Look through the listing below, and wherever a line has the string "pixel", copy it.

== Segment start ==

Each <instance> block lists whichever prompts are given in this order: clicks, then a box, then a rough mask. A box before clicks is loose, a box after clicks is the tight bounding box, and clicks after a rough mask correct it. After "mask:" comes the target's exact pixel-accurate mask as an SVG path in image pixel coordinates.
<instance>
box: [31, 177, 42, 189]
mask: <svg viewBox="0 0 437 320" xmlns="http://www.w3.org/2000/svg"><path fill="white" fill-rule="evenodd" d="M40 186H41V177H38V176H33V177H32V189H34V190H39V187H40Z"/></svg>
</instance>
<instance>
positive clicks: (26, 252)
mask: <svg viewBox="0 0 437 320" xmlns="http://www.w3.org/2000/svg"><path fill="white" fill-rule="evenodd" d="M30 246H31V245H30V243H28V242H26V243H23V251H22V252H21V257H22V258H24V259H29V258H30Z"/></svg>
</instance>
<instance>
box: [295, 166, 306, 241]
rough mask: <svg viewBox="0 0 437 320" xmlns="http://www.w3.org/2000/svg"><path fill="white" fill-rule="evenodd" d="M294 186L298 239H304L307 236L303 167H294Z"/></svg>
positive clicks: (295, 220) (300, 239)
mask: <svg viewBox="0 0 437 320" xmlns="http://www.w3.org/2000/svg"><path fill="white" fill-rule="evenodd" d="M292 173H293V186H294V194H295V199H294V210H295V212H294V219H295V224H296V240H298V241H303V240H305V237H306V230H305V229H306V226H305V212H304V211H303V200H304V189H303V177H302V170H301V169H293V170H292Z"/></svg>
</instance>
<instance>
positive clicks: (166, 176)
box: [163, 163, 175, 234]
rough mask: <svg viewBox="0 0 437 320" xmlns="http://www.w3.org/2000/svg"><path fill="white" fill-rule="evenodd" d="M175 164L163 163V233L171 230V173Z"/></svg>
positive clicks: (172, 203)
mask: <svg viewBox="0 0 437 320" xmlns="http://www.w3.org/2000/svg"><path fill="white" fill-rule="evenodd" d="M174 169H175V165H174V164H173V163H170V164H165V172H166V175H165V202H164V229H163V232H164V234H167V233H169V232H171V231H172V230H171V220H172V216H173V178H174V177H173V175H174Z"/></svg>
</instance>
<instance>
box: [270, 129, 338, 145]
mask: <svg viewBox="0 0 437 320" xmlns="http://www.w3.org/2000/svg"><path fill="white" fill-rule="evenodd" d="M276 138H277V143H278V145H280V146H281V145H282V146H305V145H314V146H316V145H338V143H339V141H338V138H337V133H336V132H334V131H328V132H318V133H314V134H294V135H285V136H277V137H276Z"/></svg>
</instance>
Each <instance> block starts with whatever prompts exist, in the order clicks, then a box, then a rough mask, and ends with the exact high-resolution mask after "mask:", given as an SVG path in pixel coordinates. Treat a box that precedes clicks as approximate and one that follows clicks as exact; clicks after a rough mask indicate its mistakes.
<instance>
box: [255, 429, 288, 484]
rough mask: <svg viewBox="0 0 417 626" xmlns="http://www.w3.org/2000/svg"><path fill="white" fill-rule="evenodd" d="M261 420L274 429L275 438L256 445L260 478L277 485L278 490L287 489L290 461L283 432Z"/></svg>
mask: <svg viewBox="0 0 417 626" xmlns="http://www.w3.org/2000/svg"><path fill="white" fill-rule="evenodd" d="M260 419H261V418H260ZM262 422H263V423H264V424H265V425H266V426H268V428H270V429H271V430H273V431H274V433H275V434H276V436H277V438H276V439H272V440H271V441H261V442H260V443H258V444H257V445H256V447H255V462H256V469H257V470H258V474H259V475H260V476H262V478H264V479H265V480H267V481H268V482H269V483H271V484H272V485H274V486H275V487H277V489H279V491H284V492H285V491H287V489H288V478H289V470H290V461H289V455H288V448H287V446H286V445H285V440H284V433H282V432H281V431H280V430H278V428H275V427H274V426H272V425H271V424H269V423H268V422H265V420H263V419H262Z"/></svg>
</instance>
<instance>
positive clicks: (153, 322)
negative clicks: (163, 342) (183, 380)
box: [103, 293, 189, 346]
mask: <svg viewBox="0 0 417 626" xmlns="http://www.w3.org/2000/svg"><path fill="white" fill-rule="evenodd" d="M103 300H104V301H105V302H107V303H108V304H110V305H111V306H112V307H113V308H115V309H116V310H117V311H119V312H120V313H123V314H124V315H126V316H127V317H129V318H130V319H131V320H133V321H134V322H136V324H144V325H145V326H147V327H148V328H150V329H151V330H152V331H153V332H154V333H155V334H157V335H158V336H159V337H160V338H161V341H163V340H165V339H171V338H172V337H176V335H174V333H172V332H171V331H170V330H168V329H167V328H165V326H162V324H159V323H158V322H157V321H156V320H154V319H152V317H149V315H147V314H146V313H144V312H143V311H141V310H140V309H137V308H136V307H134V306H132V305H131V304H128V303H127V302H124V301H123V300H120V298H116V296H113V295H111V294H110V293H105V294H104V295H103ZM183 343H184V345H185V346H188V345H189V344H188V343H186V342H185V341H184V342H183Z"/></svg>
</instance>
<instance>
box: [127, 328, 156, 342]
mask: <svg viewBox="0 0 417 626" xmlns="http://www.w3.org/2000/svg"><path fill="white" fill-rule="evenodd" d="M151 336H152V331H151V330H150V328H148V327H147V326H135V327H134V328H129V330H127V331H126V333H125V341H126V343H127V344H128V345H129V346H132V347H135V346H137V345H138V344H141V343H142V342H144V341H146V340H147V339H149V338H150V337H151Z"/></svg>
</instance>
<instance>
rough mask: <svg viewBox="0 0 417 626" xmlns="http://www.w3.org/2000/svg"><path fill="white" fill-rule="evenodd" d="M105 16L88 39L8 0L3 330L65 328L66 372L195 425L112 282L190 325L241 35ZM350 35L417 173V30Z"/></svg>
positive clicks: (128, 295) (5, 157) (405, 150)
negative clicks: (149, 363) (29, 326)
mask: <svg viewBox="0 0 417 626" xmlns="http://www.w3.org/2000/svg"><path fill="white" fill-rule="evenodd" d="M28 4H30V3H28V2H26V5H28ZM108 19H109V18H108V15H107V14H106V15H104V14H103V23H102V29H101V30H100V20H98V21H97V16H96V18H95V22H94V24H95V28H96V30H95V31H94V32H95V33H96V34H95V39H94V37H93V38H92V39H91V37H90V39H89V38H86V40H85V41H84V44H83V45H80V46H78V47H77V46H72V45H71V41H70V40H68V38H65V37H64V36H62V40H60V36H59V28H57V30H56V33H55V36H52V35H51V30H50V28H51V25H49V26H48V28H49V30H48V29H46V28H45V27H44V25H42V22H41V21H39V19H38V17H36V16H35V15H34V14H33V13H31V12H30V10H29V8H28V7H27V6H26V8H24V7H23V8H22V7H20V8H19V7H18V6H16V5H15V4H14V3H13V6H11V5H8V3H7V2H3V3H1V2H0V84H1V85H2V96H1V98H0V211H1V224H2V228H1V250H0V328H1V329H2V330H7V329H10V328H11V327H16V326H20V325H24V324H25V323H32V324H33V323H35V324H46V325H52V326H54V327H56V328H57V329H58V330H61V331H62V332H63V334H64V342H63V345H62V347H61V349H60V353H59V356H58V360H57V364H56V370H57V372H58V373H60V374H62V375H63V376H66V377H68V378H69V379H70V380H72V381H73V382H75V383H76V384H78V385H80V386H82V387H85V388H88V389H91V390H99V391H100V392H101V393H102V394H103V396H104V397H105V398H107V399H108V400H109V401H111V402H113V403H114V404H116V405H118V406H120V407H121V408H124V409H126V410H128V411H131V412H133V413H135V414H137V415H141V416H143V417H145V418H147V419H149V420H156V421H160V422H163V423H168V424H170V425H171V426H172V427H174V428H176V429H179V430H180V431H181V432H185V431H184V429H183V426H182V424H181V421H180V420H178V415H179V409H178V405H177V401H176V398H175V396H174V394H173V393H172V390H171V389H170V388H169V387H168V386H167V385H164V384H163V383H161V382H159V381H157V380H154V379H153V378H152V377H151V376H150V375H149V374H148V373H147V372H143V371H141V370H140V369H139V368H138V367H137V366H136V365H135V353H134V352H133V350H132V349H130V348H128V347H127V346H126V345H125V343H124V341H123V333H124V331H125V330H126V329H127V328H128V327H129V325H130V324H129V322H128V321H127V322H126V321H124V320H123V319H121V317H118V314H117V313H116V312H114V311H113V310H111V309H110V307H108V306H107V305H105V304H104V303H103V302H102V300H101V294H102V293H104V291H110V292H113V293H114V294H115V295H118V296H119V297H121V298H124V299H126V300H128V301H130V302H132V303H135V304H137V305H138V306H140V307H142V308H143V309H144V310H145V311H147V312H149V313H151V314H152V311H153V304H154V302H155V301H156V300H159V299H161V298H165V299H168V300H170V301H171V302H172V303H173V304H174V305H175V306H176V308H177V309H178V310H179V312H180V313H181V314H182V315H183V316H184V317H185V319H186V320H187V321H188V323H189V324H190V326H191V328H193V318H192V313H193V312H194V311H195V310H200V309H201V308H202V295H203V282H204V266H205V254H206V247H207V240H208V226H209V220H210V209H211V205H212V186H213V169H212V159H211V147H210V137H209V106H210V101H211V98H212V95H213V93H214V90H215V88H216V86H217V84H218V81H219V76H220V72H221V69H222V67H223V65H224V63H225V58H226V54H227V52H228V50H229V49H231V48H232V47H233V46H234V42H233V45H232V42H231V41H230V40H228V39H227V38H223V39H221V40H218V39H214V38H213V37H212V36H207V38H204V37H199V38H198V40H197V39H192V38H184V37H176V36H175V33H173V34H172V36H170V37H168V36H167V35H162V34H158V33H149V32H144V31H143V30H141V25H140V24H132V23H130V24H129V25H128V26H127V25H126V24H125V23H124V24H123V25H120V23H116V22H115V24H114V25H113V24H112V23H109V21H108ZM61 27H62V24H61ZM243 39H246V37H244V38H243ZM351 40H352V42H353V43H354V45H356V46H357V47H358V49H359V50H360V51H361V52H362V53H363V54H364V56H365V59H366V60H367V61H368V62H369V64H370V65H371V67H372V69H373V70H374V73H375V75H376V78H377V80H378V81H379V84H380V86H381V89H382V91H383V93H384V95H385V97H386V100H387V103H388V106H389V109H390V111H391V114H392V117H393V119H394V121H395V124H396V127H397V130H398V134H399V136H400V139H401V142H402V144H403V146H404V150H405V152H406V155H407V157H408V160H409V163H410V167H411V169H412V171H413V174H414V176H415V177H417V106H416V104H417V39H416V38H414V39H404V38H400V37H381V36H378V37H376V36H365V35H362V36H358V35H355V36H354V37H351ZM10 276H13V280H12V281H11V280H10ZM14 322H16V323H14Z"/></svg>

== Segment end ==

• [REPLY TO THE EXERCISE]:
Each <instance> block lists whichever prompts are given in this order: clicks, then a box, then a rough mask. A box before clicks is loose, a box after clicks is the tight bounding box, and clicks after a rough mask correct it. After "mask:" comes the target's exact pixel-accurate mask as an SVG path in image pixel coordinates.
Each <instance> block starts with whatever prompts exist, in the order clicks, then a box, then a rough mask, and ends with the exact high-resolution mask after "mask:", given as an SVG path in pixel coordinates. Treat a box that precedes clicks as approximate and one that follows clicks as exact; clicks after a rough mask indicate its mistakes.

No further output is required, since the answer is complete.